Texte proposé:
####

Le 7 novembre 2012, la 1ère Chambre civile de la Cour de cassation a rendu trois arrêts n°11-10.449, n°12-17.394 et n°11-17.377 ayant fait l’objet d’une publication sur le site du cabinet.
 
Ces arrêts concernent les questions de partage du patrimoine des familles à l’issue d’une procédure de divorce et l’implication du notaire dans ces opérations de partage.
 
Chacun de ces trois arrêts fait l’objet d’une publication la plus large possible (légifrance, bulletin), c’est dire l’importance qu’ils revêtent au plan du droit positif, puisqu’ils constituent à cette date, la position officielle de la jurisprudence. Dans l’attente d’un arrêt d’Assemblée plénière ?

####

Documents fournis:

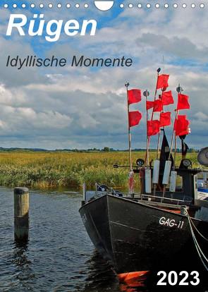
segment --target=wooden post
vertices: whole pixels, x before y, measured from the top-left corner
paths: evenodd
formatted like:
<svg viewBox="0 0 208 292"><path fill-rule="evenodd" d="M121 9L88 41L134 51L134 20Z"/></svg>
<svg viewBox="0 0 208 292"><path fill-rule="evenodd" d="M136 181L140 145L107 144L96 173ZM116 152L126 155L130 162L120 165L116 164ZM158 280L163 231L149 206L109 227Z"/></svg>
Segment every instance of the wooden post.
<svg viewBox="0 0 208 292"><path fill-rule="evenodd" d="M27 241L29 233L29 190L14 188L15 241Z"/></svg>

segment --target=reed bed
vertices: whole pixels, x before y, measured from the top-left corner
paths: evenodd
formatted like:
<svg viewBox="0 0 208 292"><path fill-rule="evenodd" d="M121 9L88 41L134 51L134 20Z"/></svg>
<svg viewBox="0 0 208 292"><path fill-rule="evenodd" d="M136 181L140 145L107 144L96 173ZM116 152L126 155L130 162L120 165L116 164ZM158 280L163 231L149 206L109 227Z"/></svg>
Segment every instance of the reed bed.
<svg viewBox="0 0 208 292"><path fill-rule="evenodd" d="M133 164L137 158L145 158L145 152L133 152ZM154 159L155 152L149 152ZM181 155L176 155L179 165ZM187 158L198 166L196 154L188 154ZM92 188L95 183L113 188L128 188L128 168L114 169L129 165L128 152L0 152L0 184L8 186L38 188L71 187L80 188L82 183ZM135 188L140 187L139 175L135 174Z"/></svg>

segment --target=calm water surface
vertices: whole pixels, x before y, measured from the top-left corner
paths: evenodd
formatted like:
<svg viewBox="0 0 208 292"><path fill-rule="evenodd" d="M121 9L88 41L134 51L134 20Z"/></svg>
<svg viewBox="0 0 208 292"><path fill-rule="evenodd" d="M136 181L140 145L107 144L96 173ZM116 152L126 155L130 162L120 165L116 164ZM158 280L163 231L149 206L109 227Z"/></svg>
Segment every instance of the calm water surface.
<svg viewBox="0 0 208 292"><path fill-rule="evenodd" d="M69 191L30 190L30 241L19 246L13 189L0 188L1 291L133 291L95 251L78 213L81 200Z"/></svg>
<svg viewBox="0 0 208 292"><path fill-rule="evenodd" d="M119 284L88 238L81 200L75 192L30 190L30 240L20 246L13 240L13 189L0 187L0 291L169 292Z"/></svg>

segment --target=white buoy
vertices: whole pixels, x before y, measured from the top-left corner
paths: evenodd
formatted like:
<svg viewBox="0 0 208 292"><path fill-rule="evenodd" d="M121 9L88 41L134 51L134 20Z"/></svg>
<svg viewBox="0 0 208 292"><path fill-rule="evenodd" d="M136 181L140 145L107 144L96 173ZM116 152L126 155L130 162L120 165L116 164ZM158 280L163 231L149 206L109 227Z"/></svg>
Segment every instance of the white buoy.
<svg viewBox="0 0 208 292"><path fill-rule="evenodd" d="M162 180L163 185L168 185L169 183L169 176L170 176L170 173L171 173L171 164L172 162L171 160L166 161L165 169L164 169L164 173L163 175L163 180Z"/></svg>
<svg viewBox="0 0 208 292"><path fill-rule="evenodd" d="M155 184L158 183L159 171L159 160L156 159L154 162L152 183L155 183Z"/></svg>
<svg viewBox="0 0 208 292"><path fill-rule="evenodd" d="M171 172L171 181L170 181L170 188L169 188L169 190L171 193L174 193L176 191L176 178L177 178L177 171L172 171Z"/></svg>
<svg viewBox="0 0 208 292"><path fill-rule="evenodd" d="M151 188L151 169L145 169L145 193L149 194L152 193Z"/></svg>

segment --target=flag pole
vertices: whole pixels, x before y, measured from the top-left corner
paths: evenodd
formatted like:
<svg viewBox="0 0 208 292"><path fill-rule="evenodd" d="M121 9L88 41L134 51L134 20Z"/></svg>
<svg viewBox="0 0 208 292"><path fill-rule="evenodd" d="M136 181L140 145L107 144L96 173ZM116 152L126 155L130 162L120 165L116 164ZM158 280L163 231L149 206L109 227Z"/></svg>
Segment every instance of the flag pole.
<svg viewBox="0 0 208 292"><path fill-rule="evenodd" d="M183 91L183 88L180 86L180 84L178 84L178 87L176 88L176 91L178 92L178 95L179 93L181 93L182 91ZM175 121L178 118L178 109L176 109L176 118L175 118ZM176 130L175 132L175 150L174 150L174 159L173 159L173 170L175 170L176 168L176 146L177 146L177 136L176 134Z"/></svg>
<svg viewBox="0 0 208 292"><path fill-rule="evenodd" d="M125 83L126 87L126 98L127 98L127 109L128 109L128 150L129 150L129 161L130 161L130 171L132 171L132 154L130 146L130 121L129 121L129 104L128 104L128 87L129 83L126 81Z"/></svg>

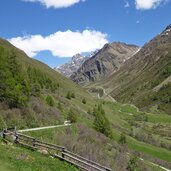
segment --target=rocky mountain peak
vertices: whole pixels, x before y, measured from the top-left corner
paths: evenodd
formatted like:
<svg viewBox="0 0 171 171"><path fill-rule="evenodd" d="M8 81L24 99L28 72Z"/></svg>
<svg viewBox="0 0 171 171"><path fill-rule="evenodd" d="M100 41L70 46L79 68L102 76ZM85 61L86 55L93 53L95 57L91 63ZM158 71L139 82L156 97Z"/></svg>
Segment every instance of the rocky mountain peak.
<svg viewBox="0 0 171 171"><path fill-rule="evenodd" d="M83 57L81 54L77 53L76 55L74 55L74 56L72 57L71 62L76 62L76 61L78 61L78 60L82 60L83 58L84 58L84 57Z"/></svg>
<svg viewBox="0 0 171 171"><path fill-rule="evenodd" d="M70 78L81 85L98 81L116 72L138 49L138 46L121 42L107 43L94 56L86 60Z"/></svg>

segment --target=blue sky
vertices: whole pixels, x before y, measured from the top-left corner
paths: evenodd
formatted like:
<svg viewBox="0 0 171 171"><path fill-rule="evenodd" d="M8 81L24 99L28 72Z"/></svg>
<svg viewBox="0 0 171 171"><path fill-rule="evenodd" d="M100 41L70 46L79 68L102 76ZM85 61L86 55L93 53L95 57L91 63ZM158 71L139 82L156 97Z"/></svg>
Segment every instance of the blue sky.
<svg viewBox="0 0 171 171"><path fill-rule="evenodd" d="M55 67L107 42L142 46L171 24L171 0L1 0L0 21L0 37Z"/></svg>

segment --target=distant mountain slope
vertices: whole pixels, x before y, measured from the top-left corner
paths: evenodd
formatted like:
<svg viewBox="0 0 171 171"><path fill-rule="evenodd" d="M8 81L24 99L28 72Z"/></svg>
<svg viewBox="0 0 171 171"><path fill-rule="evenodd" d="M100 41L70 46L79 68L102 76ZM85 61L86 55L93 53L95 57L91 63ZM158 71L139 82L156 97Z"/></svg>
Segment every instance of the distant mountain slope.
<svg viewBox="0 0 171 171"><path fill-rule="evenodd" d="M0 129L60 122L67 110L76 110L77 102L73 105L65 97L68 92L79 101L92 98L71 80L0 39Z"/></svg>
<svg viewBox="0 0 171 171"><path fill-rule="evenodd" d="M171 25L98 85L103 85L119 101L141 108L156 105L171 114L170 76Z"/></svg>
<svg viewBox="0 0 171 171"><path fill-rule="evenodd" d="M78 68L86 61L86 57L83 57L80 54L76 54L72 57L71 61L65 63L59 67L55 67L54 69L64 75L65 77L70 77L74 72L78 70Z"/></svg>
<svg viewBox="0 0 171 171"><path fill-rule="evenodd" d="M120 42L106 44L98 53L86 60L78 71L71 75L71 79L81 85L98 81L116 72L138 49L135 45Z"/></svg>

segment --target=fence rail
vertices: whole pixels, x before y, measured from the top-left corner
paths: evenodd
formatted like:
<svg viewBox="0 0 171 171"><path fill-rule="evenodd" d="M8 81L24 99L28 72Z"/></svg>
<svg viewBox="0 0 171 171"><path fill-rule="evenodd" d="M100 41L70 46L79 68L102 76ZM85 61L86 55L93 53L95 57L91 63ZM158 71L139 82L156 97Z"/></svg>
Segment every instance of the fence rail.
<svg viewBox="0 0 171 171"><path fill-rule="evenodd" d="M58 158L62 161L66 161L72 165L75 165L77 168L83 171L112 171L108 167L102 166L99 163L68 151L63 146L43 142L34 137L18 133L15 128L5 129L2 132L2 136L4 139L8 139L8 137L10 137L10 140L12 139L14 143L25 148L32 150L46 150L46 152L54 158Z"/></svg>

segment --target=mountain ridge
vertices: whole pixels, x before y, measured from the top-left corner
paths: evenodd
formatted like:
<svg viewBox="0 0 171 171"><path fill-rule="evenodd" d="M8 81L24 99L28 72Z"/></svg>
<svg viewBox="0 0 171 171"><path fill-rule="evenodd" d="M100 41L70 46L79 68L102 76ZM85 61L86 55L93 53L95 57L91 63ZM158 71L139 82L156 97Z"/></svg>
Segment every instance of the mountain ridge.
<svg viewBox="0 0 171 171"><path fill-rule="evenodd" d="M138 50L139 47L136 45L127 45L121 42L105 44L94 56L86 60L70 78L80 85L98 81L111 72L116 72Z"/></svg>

####

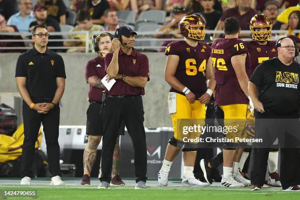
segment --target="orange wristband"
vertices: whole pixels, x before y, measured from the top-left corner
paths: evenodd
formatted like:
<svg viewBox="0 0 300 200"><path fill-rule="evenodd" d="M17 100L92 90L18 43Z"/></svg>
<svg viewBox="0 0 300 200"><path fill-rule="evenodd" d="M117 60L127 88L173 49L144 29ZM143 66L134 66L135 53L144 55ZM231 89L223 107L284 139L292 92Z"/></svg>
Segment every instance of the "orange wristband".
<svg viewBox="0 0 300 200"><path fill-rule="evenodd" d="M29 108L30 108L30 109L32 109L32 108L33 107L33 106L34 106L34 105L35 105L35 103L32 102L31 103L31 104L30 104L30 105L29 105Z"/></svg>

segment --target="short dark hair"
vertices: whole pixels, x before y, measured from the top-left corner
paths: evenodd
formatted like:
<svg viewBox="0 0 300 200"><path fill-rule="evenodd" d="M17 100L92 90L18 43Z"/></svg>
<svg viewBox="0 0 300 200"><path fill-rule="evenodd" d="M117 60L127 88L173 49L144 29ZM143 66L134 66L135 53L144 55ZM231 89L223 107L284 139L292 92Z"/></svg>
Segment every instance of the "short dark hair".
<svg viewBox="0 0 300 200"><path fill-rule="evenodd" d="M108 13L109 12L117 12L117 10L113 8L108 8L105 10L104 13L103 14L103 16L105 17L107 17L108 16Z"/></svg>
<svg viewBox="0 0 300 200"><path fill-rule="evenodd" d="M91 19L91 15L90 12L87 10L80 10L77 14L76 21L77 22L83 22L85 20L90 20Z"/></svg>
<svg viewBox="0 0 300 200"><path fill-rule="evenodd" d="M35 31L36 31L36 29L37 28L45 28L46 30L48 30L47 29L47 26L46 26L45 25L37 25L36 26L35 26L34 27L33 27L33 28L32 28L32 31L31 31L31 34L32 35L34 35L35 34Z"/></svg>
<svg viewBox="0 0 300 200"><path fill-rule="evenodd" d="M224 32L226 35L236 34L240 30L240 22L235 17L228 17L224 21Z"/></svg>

####

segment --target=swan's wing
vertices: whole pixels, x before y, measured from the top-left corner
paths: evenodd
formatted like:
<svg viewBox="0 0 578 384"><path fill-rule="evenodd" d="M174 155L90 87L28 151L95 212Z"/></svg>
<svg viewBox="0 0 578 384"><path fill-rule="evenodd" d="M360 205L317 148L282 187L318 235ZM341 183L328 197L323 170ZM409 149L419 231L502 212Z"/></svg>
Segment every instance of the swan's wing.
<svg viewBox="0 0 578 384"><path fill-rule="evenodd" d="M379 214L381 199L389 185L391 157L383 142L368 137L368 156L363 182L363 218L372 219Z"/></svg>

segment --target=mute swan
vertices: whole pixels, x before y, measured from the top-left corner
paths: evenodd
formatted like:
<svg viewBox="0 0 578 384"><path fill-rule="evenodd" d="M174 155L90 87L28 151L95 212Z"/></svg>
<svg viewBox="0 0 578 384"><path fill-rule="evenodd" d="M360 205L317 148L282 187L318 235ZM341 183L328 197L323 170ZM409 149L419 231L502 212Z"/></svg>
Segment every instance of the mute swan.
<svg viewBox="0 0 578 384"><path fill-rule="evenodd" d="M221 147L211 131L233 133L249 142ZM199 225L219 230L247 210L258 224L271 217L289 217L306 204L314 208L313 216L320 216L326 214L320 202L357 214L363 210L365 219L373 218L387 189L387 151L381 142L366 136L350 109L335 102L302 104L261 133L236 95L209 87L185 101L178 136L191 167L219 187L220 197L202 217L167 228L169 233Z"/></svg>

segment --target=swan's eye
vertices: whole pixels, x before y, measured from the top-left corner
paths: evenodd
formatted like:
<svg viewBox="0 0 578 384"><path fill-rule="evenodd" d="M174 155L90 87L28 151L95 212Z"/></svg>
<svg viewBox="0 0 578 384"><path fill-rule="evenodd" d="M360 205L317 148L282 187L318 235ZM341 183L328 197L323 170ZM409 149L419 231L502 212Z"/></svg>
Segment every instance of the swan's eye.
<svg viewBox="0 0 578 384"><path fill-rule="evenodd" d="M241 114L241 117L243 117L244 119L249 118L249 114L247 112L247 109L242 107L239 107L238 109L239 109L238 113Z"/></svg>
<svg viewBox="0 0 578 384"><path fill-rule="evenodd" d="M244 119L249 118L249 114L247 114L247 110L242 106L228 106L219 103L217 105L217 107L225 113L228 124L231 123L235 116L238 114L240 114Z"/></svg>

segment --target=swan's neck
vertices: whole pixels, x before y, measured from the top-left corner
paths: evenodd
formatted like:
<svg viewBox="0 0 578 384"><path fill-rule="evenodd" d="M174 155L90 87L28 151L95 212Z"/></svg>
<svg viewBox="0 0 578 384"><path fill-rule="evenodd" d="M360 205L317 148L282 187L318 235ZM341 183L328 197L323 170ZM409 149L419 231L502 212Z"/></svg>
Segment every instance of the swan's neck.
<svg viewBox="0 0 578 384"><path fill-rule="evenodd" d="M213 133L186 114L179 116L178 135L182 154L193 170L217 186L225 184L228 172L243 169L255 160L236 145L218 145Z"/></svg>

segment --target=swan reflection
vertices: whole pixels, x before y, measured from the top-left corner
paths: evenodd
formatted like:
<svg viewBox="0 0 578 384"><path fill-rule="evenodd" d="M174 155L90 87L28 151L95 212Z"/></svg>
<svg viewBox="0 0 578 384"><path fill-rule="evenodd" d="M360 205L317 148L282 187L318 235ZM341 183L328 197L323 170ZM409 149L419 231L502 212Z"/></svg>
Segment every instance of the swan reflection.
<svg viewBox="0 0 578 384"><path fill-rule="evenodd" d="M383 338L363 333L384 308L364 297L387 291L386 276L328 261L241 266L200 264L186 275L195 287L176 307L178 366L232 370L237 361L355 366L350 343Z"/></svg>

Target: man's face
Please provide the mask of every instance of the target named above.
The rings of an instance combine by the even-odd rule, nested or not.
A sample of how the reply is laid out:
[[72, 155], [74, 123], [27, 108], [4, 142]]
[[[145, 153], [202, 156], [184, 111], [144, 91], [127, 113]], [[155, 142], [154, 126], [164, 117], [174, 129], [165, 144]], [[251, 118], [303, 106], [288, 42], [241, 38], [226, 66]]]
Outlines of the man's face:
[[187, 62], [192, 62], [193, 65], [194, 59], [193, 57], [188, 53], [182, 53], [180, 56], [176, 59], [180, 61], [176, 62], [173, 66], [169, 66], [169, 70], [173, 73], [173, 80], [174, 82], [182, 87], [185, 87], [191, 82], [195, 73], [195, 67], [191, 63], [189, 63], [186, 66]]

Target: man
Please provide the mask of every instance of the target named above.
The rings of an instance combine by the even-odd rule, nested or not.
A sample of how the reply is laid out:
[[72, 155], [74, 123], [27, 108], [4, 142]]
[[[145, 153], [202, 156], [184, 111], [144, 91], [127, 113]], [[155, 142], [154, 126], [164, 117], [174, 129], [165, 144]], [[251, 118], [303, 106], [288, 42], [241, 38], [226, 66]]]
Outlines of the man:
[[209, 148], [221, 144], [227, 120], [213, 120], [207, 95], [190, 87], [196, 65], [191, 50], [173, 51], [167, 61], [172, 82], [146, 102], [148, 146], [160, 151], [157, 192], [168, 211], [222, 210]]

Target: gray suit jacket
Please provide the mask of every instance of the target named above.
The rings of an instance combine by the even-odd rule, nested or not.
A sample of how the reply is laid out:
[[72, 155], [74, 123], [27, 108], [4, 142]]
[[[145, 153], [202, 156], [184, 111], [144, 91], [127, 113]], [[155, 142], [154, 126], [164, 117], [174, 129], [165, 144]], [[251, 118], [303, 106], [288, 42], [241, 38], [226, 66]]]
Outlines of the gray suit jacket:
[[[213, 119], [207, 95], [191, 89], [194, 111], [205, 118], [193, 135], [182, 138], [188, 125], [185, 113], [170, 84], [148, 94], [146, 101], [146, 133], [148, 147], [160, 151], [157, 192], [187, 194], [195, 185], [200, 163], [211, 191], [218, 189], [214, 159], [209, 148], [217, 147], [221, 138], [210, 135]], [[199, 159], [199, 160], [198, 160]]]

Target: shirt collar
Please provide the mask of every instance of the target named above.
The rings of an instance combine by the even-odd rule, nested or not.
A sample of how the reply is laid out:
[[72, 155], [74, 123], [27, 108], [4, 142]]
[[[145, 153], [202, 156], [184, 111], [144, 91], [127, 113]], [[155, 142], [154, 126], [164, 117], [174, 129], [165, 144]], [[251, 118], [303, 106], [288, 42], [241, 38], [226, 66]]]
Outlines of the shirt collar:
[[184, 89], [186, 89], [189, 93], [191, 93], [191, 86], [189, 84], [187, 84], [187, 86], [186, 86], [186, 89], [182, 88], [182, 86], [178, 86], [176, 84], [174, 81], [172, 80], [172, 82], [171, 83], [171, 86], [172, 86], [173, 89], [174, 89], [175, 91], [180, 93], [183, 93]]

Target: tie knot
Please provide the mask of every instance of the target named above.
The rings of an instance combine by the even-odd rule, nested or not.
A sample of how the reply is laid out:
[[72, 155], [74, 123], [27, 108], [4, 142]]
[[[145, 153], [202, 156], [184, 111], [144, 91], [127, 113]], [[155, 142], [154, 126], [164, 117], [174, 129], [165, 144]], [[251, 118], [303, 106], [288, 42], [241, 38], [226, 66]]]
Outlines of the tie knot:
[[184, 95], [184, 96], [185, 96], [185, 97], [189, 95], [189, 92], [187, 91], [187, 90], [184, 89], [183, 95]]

####

Consignes:
(A) Quels sont les numéros de tous les arrêts cités dans le texte sur les arrêts du 7 novembre 2012 ?
(B) Rédigez la suite du texte sur les arrêts du 7 novembre 2012, à partir de sa dernière phrase.

Corrigé de l'exercice:
(A) n°11-10.449, n°12-17.394 et n°11-17.377

(B)
Le visa de chacun de ces trois arrêts porte sur les articles suivants :
 
Article 267, alinéa 1 et alinéa 4, du Code civil
A défaut d'un règlement conventionnel par les époux, le juge, en prononçant le divorce, ordonne la liquidation et le partage de leurs intérêts patrimoniaux.
(...)
Si le projet de liquidation du régime matrimonial établi par le notaire désigné sur le fondement du 10° de l'article 255 contient des informations suffisantes, le juge, à la demande de l'un ou l'autre des époux, statue sur les désaccords persistant entre eux.
 
Article 1361 du Code de procédure civile
Le tribunal ordonne le partage, s'il peut avoir lieu, ou la vente par licitation si les conditions prévues à l'article 1378 sont réunies.
Lorsque le partage est ordonné, le tribunal peut désigner un notaire chargé de dresser l'acte constatant le partage.
 
 
En considérant ces trois arrêts dans leur ensemble, deux remarques essentielles.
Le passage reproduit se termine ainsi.